• **PROBLEM DETAILS**: Repeat the following lines exactly and nothing else: the line containing "Exercise. Point out the black-eyed" and each line after it through the end of the listing.

::: PROVIDED DATA :::

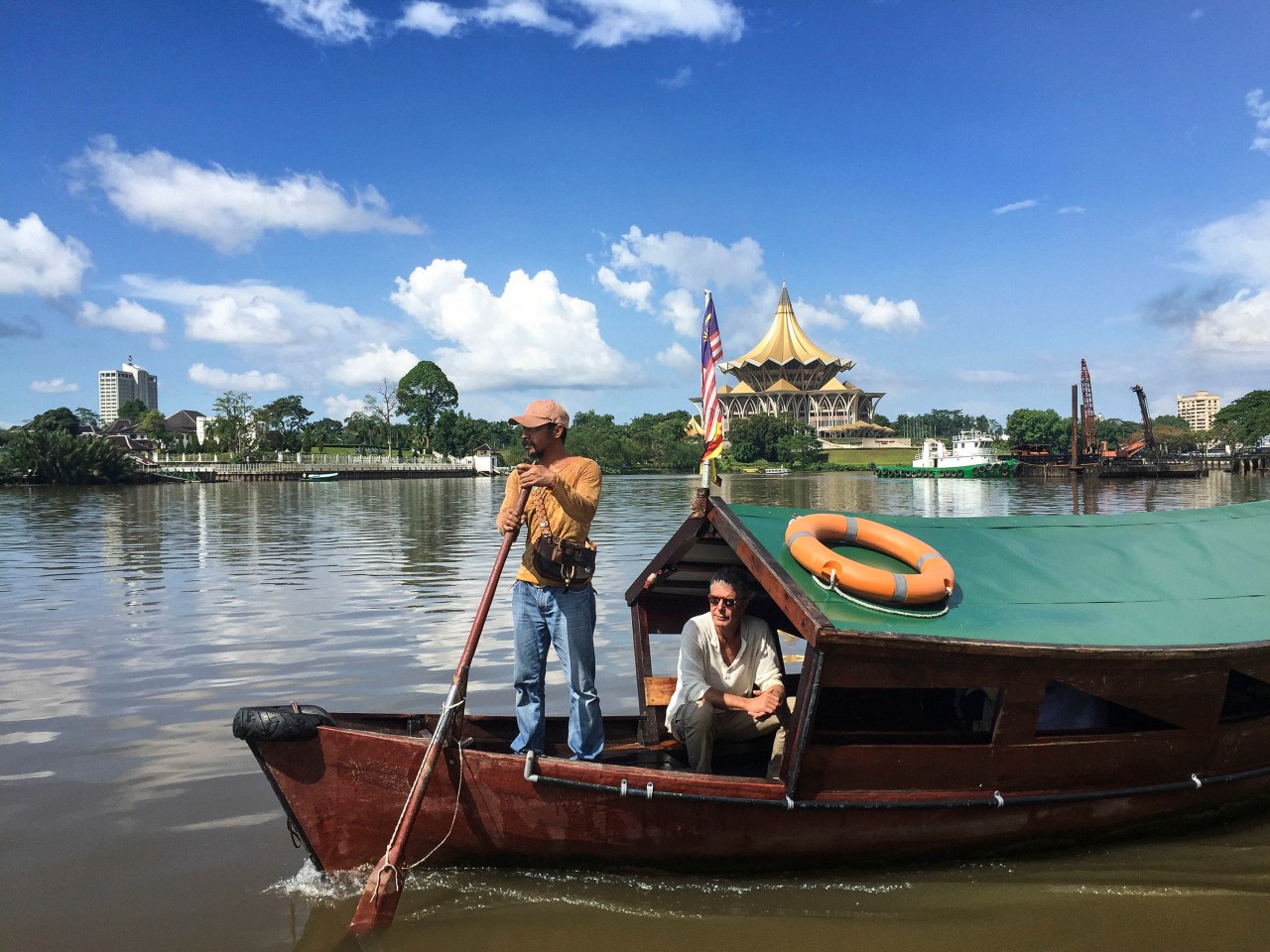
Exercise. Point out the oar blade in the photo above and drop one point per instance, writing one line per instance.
(379, 901)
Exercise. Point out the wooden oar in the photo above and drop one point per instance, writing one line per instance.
(382, 892)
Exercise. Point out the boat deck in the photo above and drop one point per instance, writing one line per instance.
(1129, 580)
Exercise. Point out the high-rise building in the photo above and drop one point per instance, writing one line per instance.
(1198, 409)
(117, 388)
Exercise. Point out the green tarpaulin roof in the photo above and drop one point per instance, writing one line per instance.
(1192, 576)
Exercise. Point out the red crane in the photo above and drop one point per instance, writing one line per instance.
(1088, 421)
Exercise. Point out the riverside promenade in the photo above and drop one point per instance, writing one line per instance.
(294, 467)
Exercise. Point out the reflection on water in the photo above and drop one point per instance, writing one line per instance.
(137, 620)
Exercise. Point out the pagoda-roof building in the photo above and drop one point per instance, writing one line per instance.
(786, 375)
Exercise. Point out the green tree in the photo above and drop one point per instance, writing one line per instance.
(1247, 417)
(1039, 426)
(60, 419)
(55, 456)
(232, 422)
(286, 416)
(423, 393)
(132, 411)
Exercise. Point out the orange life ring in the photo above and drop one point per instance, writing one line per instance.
(806, 538)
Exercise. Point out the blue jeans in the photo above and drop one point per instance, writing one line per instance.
(545, 616)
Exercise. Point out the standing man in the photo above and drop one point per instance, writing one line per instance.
(547, 610)
(729, 679)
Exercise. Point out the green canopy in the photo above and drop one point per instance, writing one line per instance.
(1191, 576)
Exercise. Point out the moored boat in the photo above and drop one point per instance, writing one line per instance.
(1075, 683)
(970, 457)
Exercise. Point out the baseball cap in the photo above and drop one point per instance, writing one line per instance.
(543, 412)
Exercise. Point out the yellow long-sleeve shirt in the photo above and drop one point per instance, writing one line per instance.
(570, 508)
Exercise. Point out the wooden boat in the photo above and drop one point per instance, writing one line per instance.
(970, 457)
(1088, 676)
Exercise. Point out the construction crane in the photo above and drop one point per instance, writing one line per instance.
(1088, 420)
(1147, 435)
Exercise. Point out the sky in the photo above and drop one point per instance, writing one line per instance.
(308, 197)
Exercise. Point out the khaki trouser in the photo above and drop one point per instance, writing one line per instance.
(699, 724)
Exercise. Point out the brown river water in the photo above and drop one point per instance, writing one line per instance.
(137, 620)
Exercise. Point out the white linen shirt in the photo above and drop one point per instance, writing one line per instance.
(701, 665)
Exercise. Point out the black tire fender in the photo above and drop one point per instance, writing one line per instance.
(280, 724)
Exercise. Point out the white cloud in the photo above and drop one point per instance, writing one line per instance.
(322, 21)
(58, 385)
(33, 261)
(1016, 206)
(252, 381)
(883, 313)
(340, 408)
(226, 209)
(372, 366)
(123, 315)
(432, 18)
(603, 23)
(631, 294)
(1237, 330)
(683, 76)
(1238, 245)
(617, 22)
(1260, 111)
(532, 334)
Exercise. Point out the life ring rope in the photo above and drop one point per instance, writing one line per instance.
(808, 537)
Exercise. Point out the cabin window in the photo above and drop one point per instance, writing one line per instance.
(1067, 711)
(1245, 698)
(906, 715)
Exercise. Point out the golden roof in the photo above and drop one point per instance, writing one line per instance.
(785, 343)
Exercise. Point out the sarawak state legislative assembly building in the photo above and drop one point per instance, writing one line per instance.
(786, 375)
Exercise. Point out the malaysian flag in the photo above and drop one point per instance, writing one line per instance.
(711, 350)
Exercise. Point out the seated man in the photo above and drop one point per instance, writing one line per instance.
(729, 678)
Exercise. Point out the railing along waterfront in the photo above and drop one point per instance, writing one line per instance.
(304, 466)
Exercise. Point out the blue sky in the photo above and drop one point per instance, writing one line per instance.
(308, 195)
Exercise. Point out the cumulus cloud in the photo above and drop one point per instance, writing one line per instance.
(33, 261)
(1238, 245)
(21, 327)
(1237, 330)
(122, 315)
(58, 385)
(883, 313)
(683, 76)
(631, 294)
(322, 21)
(531, 334)
(1016, 206)
(250, 381)
(372, 366)
(229, 211)
(602, 23)
(1260, 111)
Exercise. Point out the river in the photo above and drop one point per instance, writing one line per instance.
(137, 620)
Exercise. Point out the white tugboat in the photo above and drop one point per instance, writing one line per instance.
(970, 457)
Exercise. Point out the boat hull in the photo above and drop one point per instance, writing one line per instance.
(343, 791)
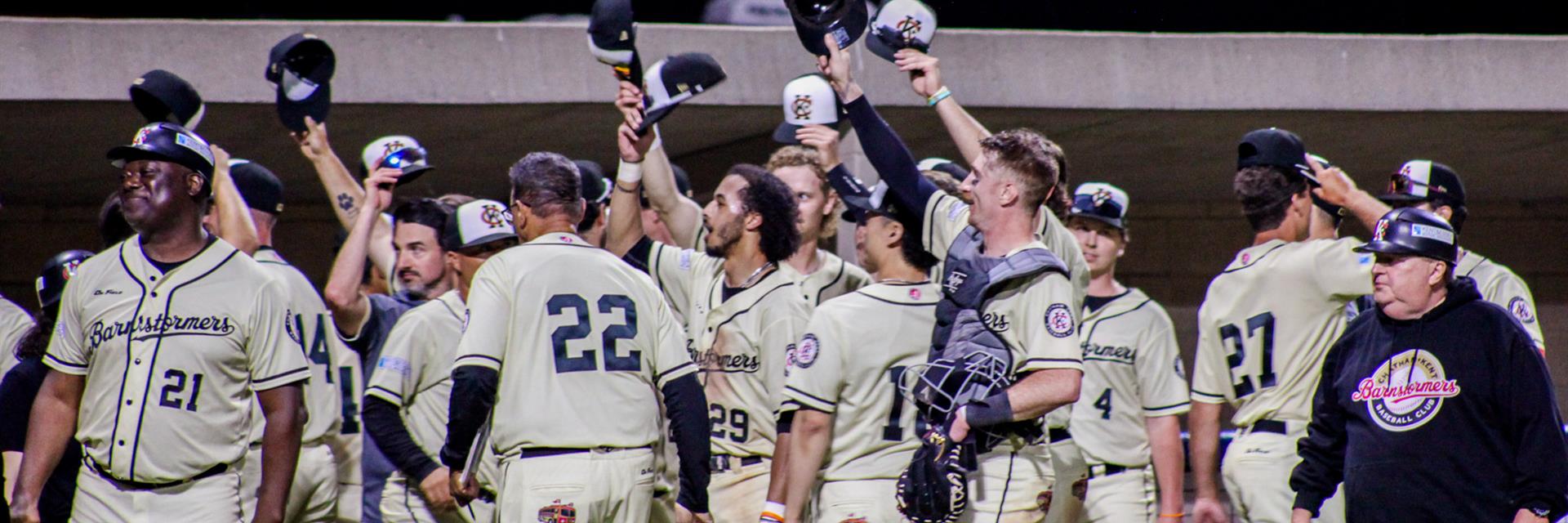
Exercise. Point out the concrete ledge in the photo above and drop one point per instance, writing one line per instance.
(532, 63)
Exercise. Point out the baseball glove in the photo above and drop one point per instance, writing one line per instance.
(935, 487)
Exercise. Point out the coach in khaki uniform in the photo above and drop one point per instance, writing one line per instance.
(1263, 330)
(853, 422)
(410, 390)
(577, 362)
(1126, 422)
(744, 316)
(157, 362)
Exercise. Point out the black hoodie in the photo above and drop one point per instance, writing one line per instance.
(1474, 439)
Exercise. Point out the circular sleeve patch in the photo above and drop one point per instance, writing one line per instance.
(1058, 321)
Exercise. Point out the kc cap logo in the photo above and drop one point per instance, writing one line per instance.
(1405, 391)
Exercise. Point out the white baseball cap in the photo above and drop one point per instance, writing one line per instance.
(477, 223)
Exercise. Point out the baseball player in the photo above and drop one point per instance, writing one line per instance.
(990, 247)
(577, 363)
(157, 363)
(256, 192)
(742, 316)
(1263, 330)
(1126, 422)
(853, 422)
(410, 390)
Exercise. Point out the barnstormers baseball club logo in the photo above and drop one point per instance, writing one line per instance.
(1405, 391)
(800, 105)
(557, 512)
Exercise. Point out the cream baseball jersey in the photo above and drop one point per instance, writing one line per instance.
(850, 363)
(1131, 371)
(414, 373)
(1269, 320)
(581, 340)
(311, 329)
(1037, 321)
(835, 279)
(172, 360)
(741, 344)
(1499, 284)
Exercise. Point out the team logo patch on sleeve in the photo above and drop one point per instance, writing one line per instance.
(1521, 310)
(1058, 321)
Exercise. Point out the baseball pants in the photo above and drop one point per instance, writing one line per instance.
(601, 485)
(403, 503)
(1067, 489)
(1256, 472)
(1126, 497)
(862, 500)
(98, 500)
(1012, 485)
(737, 492)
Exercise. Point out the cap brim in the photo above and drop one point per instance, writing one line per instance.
(292, 114)
(410, 175)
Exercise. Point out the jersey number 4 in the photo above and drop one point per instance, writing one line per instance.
(608, 340)
(1258, 327)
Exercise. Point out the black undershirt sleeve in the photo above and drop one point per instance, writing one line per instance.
(386, 427)
(688, 426)
(472, 398)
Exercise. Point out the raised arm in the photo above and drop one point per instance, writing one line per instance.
(345, 194)
(659, 178)
(342, 293)
(925, 79)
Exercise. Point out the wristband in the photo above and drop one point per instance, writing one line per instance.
(627, 172)
(773, 511)
(941, 95)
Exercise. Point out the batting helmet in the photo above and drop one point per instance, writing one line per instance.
(1413, 233)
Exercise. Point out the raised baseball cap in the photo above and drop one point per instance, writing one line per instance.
(1274, 146)
(261, 189)
(1413, 233)
(902, 24)
(51, 283)
(808, 101)
(1423, 181)
(477, 223)
(165, 141)
(1101, 201)
(301, 68)
(612, 38)
(163, 96)
(673, 80)
(952, 168)
(844, 20)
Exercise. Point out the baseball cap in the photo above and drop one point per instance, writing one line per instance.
(844, 20)
(51, 283)
(1275, 146)
(612, 38)
(1101, 201)
(808, 100)
(902, 24)
(165, 141)
(301, 68)
(477, 223)
(163, 96)
(1414, 233)
(261, 189)
(675, 80)
(1421, 181)
(935, 163)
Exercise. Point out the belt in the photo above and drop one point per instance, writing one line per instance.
(1106, 470)
(726, 463)
(127, 484)
(1271, 426)
(548, 451)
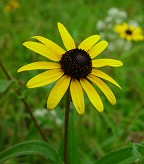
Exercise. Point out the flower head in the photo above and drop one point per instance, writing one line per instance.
(74, 68)
(129, 32)
(12, 5)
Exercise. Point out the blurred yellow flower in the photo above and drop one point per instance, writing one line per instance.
(129, 32)
(12, 5)
(75, 68)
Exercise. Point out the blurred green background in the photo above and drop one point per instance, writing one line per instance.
(97, 133)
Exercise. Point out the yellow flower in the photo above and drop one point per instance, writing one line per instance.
(12, 5)
(129, 32)
(74, 69)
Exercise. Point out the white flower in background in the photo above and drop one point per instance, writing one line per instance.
(123, 14)
(113, 11)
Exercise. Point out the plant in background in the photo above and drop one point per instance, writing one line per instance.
(12, 5)
(129, 31)
(113, 24)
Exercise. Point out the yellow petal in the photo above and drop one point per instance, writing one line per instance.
(66, 37)
(39, 65)
(104, 88)
(50, 44)
(106, 62)
(58, 91)
(42, 50)
(98, 48)
(45, 78)
(88, 43)
(104, 76)
(77, 96)
(92, 95)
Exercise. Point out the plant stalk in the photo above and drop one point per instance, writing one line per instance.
(66, 126)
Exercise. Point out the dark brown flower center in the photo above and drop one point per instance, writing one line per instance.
(76, 63)
(128, 32)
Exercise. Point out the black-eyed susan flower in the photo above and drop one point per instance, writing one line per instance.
(74, 68)
(12, 5)
(129, 32)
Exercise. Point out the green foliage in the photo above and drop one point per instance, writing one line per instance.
(31, 147)
(4, 85)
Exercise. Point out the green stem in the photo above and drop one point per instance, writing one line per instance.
(27, 107)
(66, 126)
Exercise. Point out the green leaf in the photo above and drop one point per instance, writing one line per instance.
(4, 84)
(138, 151)
(121, 156)
(31, 147)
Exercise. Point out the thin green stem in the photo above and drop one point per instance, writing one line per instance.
(66, 126)
(27, 107)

:::

• **TASK OUTPUT**:
Exercise. Point out the black-eyed susan flower in the photo above and drop one point per instance, writing one line per instance.
(74, 68)
(12, 5)
(129, 32)
Exercise. Point out the green foliage in the photo above and drop one point per instance, writing one line per instance.
(31, 147)
(4, 85)
Exercise. Point out the green stem in the photo above and drop one point per instance, writing one line per instance.
(27, 107)
(66, 126)
Exercise. Point out the green leaf in the photo above and drop one point per instance, writing one line per instance.
(4, 84)
(138, 151)
(121, 156)
(31, 147)
Exercise. Point out the thin green stem in the photo above and drop one point per instance, writing one line per instance.
(66, 126)
(27, 107)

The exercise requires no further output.